━━━ Quoted text ━━━

Distributed Transactions: Maintaining Consistency Across Services

Distributed transactions coordinate data changes across multiple databases, services, or microservices. They are one of the hardest problems in distributed systems — ensuring that either all participants commit their changes or none do, despite network failures, crashes, and timeouts. This guide covers 2PC, 3PC, the saga pattern, and practical approaches to managing distributed data consistency.

Why Distributed Transactions Are Hard

In a single database, ACID transactions are straightforward — the database engine handles atomicity, consistency, isolation, and durability internally. When a transaction spans multiple databases or services, there is no single entity that controls all participants. Network partitions, process crashes, and message delays can cause participants to disagree on whether a transaction should commit or abort.

Consider an e-commerce order: the order service creates the order, the payment service charges the credit card, and the inventory service reduces stock. If the payment succeeds but the inventory update fails, the system is in an inconsistent state. Distributed transactions exist to prevent this.

Two-Phase Commit (2PC)

Two-Phase Commit is the classic protocol for distributed transactions. A designated coordinator manages the process in two phases.

Phase 1: Prepare (Voting)

The coordinator sends a PREPARE message to all participants. Each participant executes the transaction locally (without committing) and responds with either VOTE_COMMIT (ready to commit) or VOTE_ABORT (cannot commit).

Phase 2: Commit/Abort (Decision)

If ALL participants voted COMMIT, the coordinator sends a COMMIT message. If ANY participant voted ABORT, the coordinator sends an ABORT message to all. Participants execute the decision and acknowledge.

━━━

— Work instructions —
- a) In the distributed transactions guide, what does the coordinator in Two-Phase Commit do if any participant votes ABORT?
- b) Extend the distributed transactions guide, picking up right after its final sentence.
The items placed after the distributed transactions guide aren't needed for this work.

━━━ Dataset entries ━━━

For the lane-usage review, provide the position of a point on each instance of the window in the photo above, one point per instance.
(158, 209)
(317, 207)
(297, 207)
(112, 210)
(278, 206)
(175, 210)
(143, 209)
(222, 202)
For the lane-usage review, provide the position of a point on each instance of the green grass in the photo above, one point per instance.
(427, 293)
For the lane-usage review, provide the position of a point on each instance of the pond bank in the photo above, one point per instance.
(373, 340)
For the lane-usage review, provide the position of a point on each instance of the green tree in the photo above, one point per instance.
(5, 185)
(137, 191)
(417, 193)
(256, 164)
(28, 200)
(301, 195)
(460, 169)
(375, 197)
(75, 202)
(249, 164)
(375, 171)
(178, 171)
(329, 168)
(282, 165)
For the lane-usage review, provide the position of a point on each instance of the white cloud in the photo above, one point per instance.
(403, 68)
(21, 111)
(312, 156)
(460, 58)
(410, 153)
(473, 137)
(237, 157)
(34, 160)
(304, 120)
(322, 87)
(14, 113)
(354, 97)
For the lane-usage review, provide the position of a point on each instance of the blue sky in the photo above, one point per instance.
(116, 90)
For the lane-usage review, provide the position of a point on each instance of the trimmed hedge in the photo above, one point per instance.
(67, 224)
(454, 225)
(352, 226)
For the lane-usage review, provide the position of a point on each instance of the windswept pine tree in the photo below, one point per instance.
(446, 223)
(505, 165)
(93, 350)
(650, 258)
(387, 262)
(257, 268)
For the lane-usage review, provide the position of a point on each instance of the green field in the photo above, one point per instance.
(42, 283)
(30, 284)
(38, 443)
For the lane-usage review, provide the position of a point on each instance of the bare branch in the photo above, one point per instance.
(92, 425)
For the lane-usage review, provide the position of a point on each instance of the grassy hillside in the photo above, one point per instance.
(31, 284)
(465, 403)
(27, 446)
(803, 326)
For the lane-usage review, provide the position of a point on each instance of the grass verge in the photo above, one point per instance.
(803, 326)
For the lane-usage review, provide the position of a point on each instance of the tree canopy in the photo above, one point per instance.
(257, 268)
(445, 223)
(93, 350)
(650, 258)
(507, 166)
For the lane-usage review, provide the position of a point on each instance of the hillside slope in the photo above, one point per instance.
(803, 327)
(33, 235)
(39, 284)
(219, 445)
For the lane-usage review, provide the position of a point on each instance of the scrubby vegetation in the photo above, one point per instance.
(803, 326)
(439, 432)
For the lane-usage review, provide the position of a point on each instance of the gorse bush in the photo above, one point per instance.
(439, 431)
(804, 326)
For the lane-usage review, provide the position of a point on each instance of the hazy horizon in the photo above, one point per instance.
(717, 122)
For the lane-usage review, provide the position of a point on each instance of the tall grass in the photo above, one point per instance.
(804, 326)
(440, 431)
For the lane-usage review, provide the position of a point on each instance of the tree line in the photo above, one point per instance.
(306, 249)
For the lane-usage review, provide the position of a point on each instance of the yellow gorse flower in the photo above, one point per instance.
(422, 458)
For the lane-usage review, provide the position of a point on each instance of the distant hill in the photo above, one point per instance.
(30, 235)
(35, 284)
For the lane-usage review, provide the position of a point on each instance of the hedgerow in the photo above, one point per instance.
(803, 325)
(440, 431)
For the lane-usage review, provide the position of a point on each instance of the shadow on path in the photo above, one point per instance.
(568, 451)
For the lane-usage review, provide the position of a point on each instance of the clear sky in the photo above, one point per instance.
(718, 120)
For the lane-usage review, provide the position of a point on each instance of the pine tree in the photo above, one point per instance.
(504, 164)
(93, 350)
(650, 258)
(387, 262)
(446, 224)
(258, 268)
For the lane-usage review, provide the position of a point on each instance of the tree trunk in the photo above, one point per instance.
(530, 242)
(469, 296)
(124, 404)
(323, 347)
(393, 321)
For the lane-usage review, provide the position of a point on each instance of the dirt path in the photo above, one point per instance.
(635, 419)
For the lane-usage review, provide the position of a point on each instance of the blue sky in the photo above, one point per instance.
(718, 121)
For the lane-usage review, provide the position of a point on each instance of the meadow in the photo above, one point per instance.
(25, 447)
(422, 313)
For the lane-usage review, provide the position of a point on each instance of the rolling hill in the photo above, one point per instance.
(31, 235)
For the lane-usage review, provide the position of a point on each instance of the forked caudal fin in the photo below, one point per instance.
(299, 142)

━━━
━━━ Dataset entries ━━━

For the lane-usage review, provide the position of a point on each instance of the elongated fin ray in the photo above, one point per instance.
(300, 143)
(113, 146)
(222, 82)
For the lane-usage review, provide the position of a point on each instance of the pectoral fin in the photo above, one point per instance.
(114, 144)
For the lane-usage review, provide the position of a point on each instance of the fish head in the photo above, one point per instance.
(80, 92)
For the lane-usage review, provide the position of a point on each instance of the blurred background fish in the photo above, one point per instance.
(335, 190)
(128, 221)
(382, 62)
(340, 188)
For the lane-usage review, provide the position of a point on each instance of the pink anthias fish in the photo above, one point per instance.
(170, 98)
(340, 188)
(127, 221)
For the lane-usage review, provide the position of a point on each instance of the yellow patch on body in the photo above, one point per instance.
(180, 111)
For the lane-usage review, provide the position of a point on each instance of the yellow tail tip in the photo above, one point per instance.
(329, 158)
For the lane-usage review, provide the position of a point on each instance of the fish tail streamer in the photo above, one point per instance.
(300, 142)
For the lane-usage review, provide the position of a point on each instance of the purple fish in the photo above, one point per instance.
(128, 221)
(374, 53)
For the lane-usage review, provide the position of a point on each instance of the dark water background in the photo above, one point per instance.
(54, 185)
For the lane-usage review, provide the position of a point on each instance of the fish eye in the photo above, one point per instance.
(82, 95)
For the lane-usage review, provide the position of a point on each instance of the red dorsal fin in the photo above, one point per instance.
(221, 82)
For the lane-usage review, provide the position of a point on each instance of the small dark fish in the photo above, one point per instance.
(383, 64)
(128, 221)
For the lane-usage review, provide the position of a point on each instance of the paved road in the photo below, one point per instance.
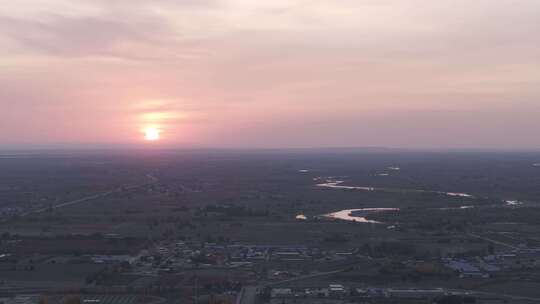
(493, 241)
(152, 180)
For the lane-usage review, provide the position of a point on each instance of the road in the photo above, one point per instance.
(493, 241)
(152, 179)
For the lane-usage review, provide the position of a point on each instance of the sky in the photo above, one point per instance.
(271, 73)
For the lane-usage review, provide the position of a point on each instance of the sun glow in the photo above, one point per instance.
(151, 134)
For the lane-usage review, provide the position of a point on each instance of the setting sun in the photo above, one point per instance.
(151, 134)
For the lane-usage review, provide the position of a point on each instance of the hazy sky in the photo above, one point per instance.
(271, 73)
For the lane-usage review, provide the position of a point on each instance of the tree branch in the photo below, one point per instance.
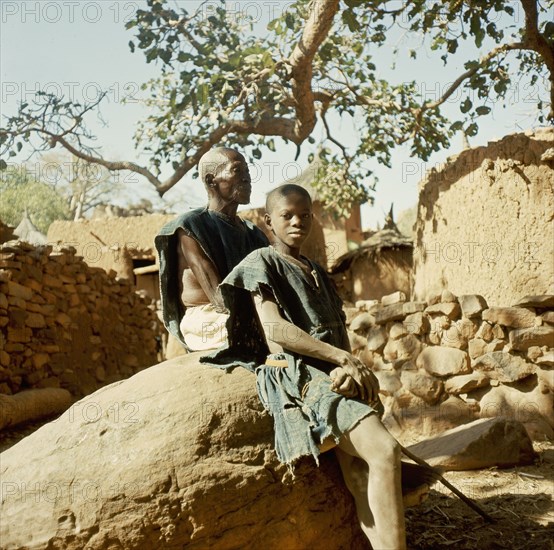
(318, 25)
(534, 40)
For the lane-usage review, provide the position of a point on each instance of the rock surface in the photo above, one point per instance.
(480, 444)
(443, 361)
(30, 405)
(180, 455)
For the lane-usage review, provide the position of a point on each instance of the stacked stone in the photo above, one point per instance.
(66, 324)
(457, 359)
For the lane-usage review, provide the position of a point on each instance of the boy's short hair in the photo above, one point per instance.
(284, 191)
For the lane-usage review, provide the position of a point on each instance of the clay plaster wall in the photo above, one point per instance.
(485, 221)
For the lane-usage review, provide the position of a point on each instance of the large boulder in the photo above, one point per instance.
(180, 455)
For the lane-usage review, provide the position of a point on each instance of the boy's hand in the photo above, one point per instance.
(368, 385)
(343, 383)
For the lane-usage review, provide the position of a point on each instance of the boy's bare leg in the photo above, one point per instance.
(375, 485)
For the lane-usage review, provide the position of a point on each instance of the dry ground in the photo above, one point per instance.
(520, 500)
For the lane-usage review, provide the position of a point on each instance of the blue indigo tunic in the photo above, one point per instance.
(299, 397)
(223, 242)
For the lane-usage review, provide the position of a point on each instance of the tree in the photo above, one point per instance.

━━━

— Answers per task —
- a) It sends an ABORT message to all participants.

- b)
-- 2PC: Pseudocode for a distributed order transaction

-- COORDINATOR:
function process_order(order):
    # Phase 1: Prepare
    order_result = order_service.prepare(order)
    payment_result = payment_service.prepare(order.payment)
    inventory_result = inventory_service.prepare(order.items)

    # Phase 2: Decide
    if all_voted_commit(order_result, payment_result, inventory_result):
        order_service.commit(order.tx_id)
        payment_service.commit(order.tx_id)
        inventory_service.commit(order.tx_id)
        return SUCCESS
    else:
        order_service.abort(order.tx_id)
        payment_service.abort(order.tx_id)
        inventory_service.abort(order.tx_id)
        return FAILURE

-- PARTICIPANT (e.g., inventory_service):
function prepare(items):
    begin_transaction()
    for item in items:
        if stock[item.product_id] >= item.quantity:
            stock[item.product_id] -= item.quantity  -- tentatively
        else:
            return VOTE_ABORT
    write_to_wal()  -- persist the decision
    return VOTE_COMMIT

function commit(tx_id):
    commit_transaction(tx_id)

function abort(tx_id):
    rollback_transaction(tx_id)

2PC Problems

Problem	Description	Impact
Blocking	If the coordinator crashes after Phase 1, participants are stuck holding locks	Resources locked indefinitely until coordinator recovers
Single point of failure	The coordinator is critical — its failure blocks everyone	Availability depends on coordinator uptime
Latency	Requires multiple network round trips	Slower than local transactions
Network partition	Participants may not receive the commit/abort decision	Inconsistent state possible

Three-Phase Commit (3PC)

3PC adds a PRE-COMMIT phase between the prepare and commit phases to reduce the blocking problem. After all participants vote to commit, the coordinator sends a PRE-COMMIT message. Only after all acknowledge PRE-COMMIT does the coordinator send the final COMMIT.

The improvement: if the coordinator crashes after sending PRE-COMMIT, any participant can take over and complete the transaction (because all participants know the decision). However, 3PC is still vulnerable to network partitions and is rarely used in practice because it adds complexity without fully solving the problem.

The Saga Pattern

The saga pattern is the most practical approach for distributed transactions in microservices architectures. Instead of trying to make all operations atomic, a saga breaks the transaction into a sequence of local transactions, each with a compensating transaction that undoes its effect if a later step fails.

Choreography-Based Saga

In choreography, each service publishes events and listens for events from other services. There is no central coordinator — services react to events independently.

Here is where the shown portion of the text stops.